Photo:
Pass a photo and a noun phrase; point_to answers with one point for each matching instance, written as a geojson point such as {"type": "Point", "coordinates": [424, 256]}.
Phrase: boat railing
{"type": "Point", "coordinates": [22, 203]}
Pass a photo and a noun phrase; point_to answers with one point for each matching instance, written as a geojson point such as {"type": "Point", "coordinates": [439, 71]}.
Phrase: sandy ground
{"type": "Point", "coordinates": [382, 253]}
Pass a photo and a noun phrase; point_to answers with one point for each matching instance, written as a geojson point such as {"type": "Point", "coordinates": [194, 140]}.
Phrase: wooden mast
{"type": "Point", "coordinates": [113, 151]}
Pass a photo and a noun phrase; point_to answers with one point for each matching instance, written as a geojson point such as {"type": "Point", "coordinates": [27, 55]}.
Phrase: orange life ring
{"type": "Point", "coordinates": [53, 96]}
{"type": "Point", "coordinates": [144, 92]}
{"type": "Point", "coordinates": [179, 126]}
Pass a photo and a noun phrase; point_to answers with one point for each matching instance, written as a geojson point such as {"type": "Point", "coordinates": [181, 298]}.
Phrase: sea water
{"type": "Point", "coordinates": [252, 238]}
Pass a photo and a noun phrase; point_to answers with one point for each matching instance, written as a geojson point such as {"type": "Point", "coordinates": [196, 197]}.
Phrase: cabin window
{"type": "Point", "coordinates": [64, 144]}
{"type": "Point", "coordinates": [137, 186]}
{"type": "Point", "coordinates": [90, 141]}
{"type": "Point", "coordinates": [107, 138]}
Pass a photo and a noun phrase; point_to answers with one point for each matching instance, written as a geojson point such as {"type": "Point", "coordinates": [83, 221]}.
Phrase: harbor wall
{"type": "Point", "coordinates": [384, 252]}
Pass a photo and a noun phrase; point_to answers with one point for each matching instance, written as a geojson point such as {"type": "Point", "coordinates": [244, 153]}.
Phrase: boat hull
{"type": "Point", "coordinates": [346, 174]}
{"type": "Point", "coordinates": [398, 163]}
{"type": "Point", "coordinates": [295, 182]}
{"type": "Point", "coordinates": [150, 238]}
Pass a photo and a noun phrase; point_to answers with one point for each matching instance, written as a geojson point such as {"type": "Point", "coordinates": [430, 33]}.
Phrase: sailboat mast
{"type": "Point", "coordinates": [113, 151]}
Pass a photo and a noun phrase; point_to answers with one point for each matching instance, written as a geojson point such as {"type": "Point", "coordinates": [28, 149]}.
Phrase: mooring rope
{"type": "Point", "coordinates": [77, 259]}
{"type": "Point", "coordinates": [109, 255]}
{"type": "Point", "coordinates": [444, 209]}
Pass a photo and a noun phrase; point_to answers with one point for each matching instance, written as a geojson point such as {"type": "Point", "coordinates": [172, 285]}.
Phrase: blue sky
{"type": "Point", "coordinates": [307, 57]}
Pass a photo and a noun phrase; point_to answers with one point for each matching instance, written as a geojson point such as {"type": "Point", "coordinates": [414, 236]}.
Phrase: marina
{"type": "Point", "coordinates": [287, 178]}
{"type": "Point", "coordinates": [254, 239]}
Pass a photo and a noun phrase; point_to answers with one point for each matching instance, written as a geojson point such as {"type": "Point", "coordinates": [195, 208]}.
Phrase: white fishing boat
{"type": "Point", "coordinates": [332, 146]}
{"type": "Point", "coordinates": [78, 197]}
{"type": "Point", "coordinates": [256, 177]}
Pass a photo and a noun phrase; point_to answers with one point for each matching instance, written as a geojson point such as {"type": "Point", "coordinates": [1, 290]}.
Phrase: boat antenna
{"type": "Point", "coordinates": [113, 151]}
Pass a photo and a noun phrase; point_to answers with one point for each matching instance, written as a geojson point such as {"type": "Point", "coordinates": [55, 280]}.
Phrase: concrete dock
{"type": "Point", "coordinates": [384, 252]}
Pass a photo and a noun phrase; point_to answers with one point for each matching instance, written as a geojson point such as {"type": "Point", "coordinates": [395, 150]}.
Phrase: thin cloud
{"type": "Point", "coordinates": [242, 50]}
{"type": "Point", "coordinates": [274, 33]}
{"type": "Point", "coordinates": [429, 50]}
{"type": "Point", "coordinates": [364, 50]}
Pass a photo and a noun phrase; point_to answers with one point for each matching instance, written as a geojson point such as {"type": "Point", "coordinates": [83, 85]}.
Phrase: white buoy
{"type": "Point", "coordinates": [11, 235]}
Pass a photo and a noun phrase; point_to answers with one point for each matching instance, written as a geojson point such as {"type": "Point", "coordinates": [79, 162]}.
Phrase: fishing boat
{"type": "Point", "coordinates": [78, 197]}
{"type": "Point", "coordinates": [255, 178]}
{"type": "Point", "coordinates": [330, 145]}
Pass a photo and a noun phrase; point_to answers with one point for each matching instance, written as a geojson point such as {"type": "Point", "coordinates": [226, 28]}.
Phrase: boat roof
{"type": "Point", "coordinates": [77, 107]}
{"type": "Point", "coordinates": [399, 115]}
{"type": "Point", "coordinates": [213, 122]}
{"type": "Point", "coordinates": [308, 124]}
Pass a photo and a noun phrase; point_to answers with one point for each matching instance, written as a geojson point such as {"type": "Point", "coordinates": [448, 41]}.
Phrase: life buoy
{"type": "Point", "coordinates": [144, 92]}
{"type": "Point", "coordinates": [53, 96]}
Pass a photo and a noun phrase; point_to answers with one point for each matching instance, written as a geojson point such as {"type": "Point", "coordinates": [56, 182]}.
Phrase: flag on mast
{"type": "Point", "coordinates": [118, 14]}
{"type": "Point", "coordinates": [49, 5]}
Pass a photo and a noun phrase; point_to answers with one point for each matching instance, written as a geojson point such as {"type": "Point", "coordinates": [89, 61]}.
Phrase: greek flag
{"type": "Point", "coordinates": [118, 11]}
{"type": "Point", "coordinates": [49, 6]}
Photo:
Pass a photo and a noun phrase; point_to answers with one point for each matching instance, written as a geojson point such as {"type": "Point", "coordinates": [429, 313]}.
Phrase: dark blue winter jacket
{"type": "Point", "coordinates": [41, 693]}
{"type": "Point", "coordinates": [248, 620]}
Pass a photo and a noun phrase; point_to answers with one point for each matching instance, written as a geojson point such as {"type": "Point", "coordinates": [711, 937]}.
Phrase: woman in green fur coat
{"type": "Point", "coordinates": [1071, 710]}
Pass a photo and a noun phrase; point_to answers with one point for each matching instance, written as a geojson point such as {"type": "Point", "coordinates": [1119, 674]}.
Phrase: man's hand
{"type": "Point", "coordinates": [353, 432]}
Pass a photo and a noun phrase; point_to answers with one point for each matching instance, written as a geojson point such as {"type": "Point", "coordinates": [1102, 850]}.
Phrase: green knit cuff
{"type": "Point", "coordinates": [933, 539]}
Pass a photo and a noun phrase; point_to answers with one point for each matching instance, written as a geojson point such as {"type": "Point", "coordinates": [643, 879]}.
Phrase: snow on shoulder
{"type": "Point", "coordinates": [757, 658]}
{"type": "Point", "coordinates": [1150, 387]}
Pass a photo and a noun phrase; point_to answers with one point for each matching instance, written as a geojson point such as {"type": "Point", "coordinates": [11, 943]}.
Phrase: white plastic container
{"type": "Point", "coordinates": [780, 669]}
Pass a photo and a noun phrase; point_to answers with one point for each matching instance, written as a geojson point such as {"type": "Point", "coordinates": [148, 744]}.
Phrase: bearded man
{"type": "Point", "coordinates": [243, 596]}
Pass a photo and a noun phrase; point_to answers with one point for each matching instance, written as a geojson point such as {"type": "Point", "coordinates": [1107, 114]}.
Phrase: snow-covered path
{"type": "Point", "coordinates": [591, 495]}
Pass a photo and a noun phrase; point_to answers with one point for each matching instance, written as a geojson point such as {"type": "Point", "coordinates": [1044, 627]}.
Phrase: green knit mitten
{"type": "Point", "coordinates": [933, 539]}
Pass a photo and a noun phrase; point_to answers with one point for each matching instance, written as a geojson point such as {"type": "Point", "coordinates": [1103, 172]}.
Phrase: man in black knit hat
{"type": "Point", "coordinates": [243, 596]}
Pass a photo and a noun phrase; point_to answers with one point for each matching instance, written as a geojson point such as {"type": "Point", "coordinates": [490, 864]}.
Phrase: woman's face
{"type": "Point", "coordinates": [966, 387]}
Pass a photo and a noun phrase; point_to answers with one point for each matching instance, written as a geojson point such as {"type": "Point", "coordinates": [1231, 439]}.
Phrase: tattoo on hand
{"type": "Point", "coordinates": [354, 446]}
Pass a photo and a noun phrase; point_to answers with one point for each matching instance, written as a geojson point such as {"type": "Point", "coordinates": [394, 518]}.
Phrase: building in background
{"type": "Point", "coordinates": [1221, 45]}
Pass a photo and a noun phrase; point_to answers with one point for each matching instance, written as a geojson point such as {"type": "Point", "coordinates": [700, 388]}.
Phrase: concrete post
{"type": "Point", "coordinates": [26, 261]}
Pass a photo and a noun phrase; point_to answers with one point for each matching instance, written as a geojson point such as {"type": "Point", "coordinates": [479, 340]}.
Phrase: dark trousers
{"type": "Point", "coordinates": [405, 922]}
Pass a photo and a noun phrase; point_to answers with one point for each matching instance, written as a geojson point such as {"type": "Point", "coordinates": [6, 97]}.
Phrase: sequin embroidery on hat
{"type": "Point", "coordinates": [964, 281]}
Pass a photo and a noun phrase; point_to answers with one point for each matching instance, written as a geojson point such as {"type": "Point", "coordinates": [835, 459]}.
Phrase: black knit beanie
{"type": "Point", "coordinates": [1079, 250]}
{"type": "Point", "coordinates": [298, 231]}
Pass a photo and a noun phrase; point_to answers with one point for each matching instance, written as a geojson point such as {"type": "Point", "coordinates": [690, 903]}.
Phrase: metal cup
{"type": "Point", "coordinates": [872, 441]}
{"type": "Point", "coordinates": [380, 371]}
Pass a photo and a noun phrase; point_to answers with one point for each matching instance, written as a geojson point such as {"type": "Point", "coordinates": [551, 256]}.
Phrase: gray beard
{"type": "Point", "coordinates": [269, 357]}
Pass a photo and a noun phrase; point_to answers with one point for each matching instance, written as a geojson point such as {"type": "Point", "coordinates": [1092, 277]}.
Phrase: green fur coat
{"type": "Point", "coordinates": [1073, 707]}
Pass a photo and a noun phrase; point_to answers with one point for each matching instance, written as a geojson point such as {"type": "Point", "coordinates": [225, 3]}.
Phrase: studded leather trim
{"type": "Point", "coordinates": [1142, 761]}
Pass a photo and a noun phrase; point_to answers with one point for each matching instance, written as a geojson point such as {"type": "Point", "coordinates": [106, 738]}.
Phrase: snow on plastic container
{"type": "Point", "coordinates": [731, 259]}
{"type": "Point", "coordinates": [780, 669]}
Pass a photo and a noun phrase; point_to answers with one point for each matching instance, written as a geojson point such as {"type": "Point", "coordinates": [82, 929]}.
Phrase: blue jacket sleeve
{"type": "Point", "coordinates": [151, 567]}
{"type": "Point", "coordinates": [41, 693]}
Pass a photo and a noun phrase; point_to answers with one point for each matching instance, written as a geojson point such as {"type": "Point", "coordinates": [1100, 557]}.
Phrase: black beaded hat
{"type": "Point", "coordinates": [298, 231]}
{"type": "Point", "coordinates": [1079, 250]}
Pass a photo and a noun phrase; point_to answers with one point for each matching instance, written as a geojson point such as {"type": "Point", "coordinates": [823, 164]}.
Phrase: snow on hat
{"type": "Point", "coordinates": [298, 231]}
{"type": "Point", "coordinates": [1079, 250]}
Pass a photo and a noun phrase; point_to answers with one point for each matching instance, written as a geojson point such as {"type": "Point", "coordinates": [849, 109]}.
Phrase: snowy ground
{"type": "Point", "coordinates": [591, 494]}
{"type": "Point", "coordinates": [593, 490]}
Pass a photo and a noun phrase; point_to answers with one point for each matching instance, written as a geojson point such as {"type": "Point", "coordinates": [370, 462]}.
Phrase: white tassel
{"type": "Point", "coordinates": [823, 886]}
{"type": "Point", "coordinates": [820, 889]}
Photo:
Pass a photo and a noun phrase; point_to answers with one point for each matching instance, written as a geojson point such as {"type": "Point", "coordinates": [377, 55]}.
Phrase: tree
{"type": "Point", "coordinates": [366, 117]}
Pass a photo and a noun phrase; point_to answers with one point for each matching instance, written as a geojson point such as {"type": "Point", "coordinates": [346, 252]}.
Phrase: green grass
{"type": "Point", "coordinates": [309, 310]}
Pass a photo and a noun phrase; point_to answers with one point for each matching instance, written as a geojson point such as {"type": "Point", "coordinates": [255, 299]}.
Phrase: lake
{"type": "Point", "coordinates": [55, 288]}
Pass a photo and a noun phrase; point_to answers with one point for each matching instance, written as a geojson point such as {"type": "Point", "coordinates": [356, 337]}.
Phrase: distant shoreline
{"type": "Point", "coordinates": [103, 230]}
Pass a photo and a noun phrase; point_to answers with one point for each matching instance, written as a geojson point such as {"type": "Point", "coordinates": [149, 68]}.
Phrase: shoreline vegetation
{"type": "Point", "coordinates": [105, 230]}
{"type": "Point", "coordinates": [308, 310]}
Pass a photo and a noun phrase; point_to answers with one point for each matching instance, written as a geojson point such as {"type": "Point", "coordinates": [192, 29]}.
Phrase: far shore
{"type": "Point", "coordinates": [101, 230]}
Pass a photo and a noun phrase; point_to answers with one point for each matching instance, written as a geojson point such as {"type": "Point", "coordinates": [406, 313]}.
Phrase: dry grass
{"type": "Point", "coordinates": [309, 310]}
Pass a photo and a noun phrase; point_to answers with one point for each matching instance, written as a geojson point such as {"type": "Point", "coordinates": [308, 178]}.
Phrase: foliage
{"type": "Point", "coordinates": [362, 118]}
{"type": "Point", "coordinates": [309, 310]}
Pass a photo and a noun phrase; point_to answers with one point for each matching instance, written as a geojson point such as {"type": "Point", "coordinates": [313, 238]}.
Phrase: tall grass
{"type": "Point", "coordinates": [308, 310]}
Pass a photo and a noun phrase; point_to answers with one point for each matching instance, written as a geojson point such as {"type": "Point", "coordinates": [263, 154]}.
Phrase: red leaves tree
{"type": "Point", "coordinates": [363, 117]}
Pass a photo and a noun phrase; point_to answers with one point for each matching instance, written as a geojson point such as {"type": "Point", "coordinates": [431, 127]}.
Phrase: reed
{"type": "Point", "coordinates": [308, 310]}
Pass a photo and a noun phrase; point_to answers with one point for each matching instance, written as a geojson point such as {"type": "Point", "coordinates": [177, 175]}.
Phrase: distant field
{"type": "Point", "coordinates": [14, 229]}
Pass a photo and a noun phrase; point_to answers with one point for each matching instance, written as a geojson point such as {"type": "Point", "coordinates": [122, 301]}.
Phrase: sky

- [EXERCISE OBJECTIVE]: List every line of the material above that contains the word "jacket", with case counting.

- [TASK ANSWER]:
Phrase: dark blue winter jacket
Phrase: blue jacket sleeve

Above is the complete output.